======== RECORD EXTRACTS
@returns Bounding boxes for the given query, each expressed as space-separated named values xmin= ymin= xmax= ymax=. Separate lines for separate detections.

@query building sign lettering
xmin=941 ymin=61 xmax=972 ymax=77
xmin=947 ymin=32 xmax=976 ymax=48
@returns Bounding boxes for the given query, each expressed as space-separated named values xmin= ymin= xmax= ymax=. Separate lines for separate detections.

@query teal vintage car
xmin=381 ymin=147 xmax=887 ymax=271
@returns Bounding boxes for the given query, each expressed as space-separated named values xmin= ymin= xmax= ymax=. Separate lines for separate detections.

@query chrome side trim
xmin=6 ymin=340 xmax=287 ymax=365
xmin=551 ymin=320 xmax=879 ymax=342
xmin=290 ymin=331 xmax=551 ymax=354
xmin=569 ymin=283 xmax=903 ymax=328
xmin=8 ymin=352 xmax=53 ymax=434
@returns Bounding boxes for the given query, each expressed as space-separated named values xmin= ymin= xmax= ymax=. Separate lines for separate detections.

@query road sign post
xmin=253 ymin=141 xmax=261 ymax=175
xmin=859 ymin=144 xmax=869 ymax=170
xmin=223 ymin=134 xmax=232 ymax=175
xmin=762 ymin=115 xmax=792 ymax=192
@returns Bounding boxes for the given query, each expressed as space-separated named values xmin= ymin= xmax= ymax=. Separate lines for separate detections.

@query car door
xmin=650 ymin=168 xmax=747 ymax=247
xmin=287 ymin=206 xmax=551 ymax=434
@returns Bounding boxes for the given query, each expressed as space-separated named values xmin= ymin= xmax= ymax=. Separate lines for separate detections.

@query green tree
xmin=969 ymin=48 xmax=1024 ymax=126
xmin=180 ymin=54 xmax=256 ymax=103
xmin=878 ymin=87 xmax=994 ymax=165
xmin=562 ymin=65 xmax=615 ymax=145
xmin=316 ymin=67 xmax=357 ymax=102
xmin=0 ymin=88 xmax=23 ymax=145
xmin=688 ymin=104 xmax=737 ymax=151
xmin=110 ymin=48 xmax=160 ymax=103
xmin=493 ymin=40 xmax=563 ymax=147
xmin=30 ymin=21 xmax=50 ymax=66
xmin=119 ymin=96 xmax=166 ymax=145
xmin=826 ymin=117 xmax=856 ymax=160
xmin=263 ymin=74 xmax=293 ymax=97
================
TASK BRIEF>
From the line with "road sign post" to the end of the listing above, set down every line exactly as it appears, both ends included.

ANSWER SECTION>
@query road sign post
xmin=253 ymin=141 xmax=261 ymax=175
xmin=859 ymin=144 xmax=869 ymax=170
xmin=223 ymin=134 xmax=232 ymax=175
xmin=762 ymin=115 xmax=792 ymax=192
@returns Bounding boxes for the given query, each expressed as space-separated named values xmin= ymin= xmax= ymax=. Separate lines for separate detections.

@query car door
xmin=650 ymin=168 xmax=747 ymax=247
xmin=287 ymin=206 xmax=551 ymax=434
@returns Bounding boxes for the given query, each expressed as space-separated named values xmin= ymin= xmax= ymax=. Separate lines for separate detections.

@query green tree
xmin=969 ymin=48 xmax=1024 ymax=126
xmin=180 ymin=54 xmax=256 ymax=103
xmin=878 ymin=87 xmax=994 ymax=165
xmin=562 ymin=65 xmax=615 ymax=145
xmin=316 ymin=67 xmax=357 ymax=102
xmin=0 ymin=88 xmax=23 ymax=145
xmin=688 ymin=104 xmax=737 ymax=151
xmin=110 ymin=48 xmax=160 ymax=103
xmin=493 ymin=40 xmax=563 ymax=147
xmin=30 ymin=21 xmax=50 ymax=66
xmin=119 ymin=96 xmax=166 ymax=145
xmin=826 ymin=117 xmax=856 ymax=160
xmin=263 ymin=74 xmax=293 ymax=97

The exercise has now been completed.